▶ [Goal of the exercise] Below is a block of records; repeat each one exactly.

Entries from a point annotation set
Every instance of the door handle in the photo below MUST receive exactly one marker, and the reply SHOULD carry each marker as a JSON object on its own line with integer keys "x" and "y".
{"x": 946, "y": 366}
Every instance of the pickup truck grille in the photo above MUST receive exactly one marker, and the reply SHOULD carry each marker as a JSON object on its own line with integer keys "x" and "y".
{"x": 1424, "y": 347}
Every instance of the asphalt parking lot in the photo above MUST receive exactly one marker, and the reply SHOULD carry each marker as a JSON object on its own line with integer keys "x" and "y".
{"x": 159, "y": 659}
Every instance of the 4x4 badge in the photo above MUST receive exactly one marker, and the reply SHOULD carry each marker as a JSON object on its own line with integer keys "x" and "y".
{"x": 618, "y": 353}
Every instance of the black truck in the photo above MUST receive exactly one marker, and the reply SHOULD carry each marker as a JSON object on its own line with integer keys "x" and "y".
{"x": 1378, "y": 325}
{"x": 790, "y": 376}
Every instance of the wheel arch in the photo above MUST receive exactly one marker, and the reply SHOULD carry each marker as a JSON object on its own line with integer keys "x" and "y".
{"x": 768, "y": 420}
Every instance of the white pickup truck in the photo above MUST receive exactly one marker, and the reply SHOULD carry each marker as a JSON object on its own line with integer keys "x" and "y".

▶ [Solved exercise]
Every instance of the door handle in the photo below MUST receive exactly one marker, and the reply SHOULD carry each marker as a JSON object on its own line with integer keys "x" and "y".
{"x": 946, "y": 366}
Every instance of the pickup truck grille in the photo above MUST receive exactly one marker, and the reply SHOULD carry each marker as a JSON object on its own line with integer keys "x" and "y".
{"x": 1424, "y": 347}
Every instance of the asphalt parking lot in the photo above MUST receive exactly one marker, and the reply SHOULD carry each marker as a JSON object on its own line with integer keys "x" and "y".
{"x": 159, "y": 659}
Every instance of the 4x4 badge in the photo above MUST receive exactly one marker, and the reply SHOULD carry each marker as a JSON object on its own line with integer keys "x" and "y".
{"x": 618, "y": 353}
Every instance of the black truck in the photo above MUST receive exactly one marker, and the reply SHOULD carry each marker as a JSON object on its own line with integer keys "x" and "y".
{"x": 1378, "y": 325}
{"x": 790, "y": 376}
Every instance of the wheel arch in the photo above MUST receive exactly one marker, and the reply SHOULD carry each marker as a JSON object on its own line with integer keys "x" and "y".
{"x": 768, "y": 420}
Every instance of the white pickup truck in the photo above MUST receive exactly one marker, and the reply SHOULD carry each marker as a JSON object on its own line with integer keys "x" and "y".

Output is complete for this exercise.